## Requirement 1
Answer these questions using the shareholder letter.
(a) What color is the proxy form the Board asks shareholders to send in?
(b) What does Passport want control of the WGI Board to give it control over?
(c) What does the letter say drove WGI's financial performance and share price, and who started it?

## Source document

start

Passport took this initiative without prior notice or consultation with WGI's
Board or management.
    Your current Board of Directors believes the change contemplated in the
Dissident Proxy Circular is not in the best interests of WGI shareholders. We
recommend you send in the enclosed WHITE proxy form to vote for the current
Board of Directors and allow us to complete the sale of TGI, return capital to
you, and focus on the development and execution of our strategy for the
future.
    Passport is not offering to buy your WGI shares; it simply wants control
of the WGI Board that will give it control over the Company's cash resources.
    Passport and the current Board of the Company share common ground on some
important aspects of WGI. We agree that WGI is a company with significant
potential. And we agree on some of the ways the Company can achieve that
potential for all shareholders.
    The Dissident Proxy Circular raises a number of complaints, but
essentially it is concerned with the financial performance of WGI and the
related share price, both of which were driven by the disastrous foray into
India initiated by the former Board. It proposes a "new" strategy which is
remarkably similar to the strategy being pursued by the current Board. It also
has some issues with the current Board's actions, but these are generally
unfounded and misguided.

    Here is our response:

    Share price

    The existing Board of WGI understands the frustration of our
shareholders, including Passport, with the performance of the Company's shares
over the past few years, but we do not agree that it is now in the best
interests of WGI or its shareholders to replace the existing Board and hand
over control of the Company to the Passport nominees. If for no other reason,
a change at this time jeopardizes the completion of the TGI transaction since
carefully established and maintained relationships are particularly important
to doing business in Asia.

end

## Data extract
start

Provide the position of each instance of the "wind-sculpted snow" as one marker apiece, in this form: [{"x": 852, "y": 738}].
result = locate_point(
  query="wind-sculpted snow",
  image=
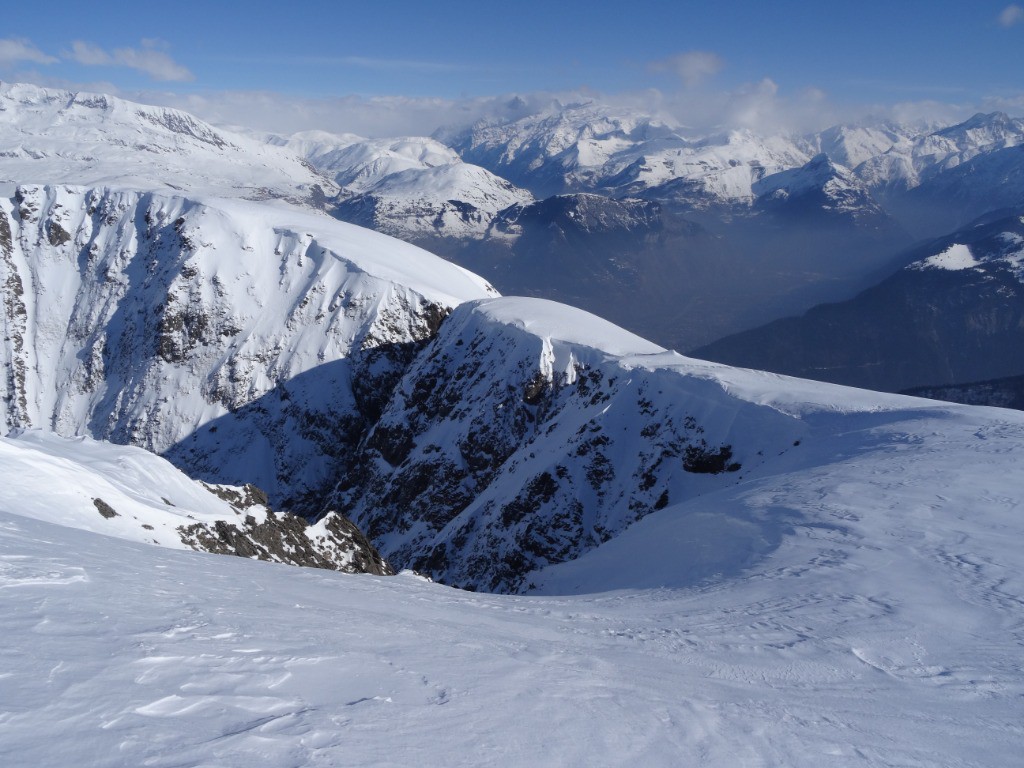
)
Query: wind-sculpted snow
[
  {"x": 127, "y": 493},
  {"x": 860, "y": 606},
  {"x": 245, "y": 340},
  {"x": 92, "y": 139}
]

end

## Requirement 2
Find every line in the entries that contains the string "snow".

## Output 1
(a) White.
(b) The Company's cash resources.
(c) The disastrous foray into India, started by the former Board.

## Output 2
Provide the position of each instance of the "wind-sculpted snow" as one marker apiece, in this form: [{"x": 852, "y": 738}].
  query="wind-sculpted snow",
Query: wind-sculpted snow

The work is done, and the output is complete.